======== TESTO DELL'ESERCIZIO ========

Escursione nel Territorio

Ing. Riccardo Ruotolo


Alla Ricerca di RUDAS

Dagli Itinerari alle ricerche archeologiche in superficie


Ricerche archeologiche superficiali: “I luoghi raccontano”

Monte Faraone

Sulla collina Monte Faraone, alta 35 circa metri dalla sottostante strada che oggi chiamiamo via Traiana (Foto 24 dell’anno 1970), si rinvengono tracce, in forma di frammenti litici e ceramici, che coprono diversi millenni.

Foto 24 - Collina di Monte Faraone, con sottostante attuale Via Traiana, fotografata nell’anno 1970.    Foto 25 - Sommità della collina di Monte Faraone: tracce di murature circolari in pietra. Anno 1972
Foto 24 - Collina di Monte Faraone, con sottostante attuale Via Traiana, fotografata nell’anno 1970.
Foto 25 - Sommità della collina di Monte Faraone: tracce di murature circolari in pietra. Anno 1972.

Negli anni 1970 – 1980 diverse volte mi sono recato sul luogo perché già dalla prima visita avevo notato la presenza in superficie, sia sulla sommità sia sul versante Est, di numerosi e diversi piccoli frammenti di ceramica la cui datazione copre un ampio periodo che va dal quinto millennio a.C. all’ottavo- sesto secolo a. C.; ed inoltre, tracce di murature circolari in pietra da me fotografate nell’anno 1972 (Foto 25) di epoca più recente, forse romane e/o medievali intorno all’anno mille d.C. come ipotizza l’Alvisi. Le foto e le descrizioni dei frammenti rinvenuti sono quelle riportate nella tesi di laurea sperimentale dell’anno accademico 1972- 1973 della dott.ssa Anna Pini (21)), relatrice la prof.ssa Meluta Miroslav Marin (22)) docente di Topografia dell’Italia antica presso l’Università agli Studi di Bari.

========

● **CONSEGNA**: Prosegui il testo sulle ricerche archeologiche di superficie a Monte Faraone, riprendendo subito dopo la sua ultima frase.

======== RECORD DEI DATI ========

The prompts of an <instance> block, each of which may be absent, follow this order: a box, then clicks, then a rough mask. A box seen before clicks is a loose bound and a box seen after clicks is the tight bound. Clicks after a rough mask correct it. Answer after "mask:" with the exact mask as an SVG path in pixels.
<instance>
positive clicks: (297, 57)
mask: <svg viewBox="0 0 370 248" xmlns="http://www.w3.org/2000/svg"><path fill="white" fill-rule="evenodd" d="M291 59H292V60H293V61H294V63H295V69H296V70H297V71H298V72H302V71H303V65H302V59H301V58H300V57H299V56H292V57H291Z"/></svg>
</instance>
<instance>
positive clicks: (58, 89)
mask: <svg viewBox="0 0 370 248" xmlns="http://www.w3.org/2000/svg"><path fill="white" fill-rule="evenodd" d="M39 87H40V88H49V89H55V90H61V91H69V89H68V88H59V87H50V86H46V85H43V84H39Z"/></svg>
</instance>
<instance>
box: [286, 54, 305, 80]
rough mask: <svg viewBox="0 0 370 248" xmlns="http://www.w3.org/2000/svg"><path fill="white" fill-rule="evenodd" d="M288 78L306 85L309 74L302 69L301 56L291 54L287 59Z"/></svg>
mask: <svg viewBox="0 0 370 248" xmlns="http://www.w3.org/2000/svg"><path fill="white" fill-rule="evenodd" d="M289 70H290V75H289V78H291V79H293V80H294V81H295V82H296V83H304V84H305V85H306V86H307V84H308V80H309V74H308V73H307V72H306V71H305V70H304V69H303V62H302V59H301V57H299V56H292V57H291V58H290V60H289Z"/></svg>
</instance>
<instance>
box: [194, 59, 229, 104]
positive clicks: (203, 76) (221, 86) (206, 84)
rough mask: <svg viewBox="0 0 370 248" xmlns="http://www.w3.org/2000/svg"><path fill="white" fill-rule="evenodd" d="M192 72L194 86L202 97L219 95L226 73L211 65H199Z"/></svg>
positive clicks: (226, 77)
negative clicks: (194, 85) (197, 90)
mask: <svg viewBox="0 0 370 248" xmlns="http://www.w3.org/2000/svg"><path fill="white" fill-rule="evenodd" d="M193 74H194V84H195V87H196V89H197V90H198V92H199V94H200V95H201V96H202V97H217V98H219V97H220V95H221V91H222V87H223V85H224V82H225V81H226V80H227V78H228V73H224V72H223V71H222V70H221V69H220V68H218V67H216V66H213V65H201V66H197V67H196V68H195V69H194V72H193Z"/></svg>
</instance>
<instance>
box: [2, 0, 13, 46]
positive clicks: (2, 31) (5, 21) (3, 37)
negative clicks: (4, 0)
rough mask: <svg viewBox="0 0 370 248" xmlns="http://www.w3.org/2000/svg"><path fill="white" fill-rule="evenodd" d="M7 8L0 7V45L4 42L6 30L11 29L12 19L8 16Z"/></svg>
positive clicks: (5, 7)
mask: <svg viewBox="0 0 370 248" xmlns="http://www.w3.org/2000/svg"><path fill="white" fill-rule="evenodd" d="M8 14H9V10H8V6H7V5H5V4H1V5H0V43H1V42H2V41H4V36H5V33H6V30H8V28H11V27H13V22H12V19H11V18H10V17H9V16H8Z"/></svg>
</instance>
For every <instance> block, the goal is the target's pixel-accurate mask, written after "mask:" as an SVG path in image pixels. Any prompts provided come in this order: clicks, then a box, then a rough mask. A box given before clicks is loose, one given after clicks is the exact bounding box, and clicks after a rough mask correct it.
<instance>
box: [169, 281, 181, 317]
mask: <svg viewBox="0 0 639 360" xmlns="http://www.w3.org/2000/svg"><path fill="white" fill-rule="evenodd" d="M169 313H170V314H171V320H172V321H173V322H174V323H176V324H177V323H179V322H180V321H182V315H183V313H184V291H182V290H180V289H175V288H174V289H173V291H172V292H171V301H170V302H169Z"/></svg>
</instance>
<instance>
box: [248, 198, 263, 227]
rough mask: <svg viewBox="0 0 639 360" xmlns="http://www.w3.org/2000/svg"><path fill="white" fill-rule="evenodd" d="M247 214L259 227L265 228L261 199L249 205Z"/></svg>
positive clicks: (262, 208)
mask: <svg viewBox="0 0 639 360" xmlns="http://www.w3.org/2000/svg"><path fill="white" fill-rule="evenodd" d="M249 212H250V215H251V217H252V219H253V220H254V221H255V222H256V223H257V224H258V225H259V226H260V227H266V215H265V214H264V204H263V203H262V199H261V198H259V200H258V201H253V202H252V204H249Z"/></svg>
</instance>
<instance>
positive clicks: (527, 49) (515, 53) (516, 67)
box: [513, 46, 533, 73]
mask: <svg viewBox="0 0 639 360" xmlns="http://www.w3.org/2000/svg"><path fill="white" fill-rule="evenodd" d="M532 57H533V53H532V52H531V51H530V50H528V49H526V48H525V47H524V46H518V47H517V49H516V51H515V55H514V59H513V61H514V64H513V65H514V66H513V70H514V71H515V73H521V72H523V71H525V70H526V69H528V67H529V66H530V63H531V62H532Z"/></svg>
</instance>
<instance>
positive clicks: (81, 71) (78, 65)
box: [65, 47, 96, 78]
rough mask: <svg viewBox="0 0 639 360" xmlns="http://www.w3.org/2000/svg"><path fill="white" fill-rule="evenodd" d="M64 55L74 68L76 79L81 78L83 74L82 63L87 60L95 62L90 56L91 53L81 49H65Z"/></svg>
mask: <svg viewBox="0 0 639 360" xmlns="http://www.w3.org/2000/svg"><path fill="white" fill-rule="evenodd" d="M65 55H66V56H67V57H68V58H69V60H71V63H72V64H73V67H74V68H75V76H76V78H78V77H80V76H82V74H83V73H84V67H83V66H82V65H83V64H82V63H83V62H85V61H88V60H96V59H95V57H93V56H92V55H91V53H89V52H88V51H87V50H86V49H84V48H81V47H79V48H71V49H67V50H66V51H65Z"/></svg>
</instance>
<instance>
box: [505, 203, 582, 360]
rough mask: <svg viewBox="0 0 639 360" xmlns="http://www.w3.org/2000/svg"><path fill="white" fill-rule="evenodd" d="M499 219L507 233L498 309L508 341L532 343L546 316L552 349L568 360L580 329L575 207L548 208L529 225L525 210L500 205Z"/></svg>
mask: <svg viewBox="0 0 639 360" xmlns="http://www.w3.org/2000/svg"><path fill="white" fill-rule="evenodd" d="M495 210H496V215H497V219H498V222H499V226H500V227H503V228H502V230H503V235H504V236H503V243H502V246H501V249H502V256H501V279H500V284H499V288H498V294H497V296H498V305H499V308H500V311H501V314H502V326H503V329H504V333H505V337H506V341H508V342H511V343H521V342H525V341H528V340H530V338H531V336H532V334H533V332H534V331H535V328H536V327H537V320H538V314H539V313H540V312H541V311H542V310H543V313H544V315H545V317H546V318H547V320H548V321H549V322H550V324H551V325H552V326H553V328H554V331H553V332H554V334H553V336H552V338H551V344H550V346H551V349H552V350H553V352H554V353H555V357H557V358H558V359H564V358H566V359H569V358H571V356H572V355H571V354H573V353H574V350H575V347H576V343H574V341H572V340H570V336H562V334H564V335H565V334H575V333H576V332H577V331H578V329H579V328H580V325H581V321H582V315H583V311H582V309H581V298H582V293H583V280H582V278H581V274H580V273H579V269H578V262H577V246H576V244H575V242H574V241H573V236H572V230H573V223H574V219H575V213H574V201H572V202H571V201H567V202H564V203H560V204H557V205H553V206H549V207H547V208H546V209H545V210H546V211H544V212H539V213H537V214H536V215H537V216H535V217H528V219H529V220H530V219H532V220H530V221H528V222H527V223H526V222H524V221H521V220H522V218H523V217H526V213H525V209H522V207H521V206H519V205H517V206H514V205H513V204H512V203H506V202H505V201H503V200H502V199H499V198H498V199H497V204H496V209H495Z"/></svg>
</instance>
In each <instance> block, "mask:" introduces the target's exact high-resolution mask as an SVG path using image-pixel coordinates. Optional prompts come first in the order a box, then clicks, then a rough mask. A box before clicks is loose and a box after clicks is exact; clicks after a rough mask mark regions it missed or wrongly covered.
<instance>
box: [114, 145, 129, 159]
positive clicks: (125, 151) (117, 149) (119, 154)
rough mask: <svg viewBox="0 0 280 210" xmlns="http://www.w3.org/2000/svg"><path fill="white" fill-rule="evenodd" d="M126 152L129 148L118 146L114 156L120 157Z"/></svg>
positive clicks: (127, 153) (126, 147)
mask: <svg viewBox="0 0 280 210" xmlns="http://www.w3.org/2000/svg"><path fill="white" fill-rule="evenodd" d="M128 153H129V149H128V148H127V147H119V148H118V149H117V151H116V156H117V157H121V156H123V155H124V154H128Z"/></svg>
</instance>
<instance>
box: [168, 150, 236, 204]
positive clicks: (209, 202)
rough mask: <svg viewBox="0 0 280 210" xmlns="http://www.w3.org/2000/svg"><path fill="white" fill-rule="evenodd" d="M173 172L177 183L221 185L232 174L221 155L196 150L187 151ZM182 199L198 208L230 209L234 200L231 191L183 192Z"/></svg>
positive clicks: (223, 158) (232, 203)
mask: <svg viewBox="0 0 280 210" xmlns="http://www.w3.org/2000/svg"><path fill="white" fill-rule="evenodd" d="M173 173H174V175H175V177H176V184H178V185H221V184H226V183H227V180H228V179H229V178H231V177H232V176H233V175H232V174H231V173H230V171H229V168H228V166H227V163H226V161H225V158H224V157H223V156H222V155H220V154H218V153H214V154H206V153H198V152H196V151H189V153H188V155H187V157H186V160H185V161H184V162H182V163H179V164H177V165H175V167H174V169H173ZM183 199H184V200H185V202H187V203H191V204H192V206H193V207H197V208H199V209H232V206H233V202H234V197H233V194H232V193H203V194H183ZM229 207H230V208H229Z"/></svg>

========

● **RISPOSTA**:
Foto 26 - Collina Monte Faraone: frammenti di attrezzi di selce (raschiatoi, punte, lame, bulini).
Foto 26 - Collina Monte Faraone: frammenti di attrezzi di selce (raschiatoi, punte, lame, bulini).

I reperti più antichi trovati sono alcuni piccoli “arnesi” in selce (23)), risalenti al quinto – quarto millennio a.C. (Foto 26), manufatti propri dell’epoca neolitica; di questi frammenti si fornisce qui di seguito una descrizione dettagliata:

  1. Raschiatoio a faccia dorsale convessa con una nervatura diagonale e minutissimi ritocchi sulle parti taglienti; il contorno è sinuoso solo su un lato; il tallone è a punta, ritoccato. Lunghezza cm. 8,5 - larghezza cm. 3,0/3,5 - spessore max cm. 1.
  2. Punta a sezione trapezoidale con parte del cortice del ciottolo da cui è stata ricavata, con nervatura fuori asse. Ritocchi inversi, tallone inclinato e ritoccato; lucidata. Dimensioni cm. 4,5 x cm. 1,5 alla base - spessore cm. 0,5.
  3. Punta arcuata con minutissimi ritocchi marginali e dorso leggermente convesso. A sezione triangolare con nervatura centrale; lucidata. Dimensioni cm. 3 x cm. 1 alla base; spessore cm. 0,5.
  4. Frammento di punta ad una nervatura centrale e ritocchi marginali. A sezione triangolare con tallone inclinato ritoccato. Dimensioni cm. 3,5 x cm. 1,5 alla base; spessore cm. 0,8.
  5. Punta di selce scura con ritocco minutissimo. Dimensioni cm. 2 x cm. 1,5 alla base; spessore cm. 0,4.
  6. Frammento di lama a due nervature con troncatura obliqua e seghettatura laterale. A sezione trapezoidale. Dimensioni cm. 5,5 x cm. 2,5; spessore cm. 0,5.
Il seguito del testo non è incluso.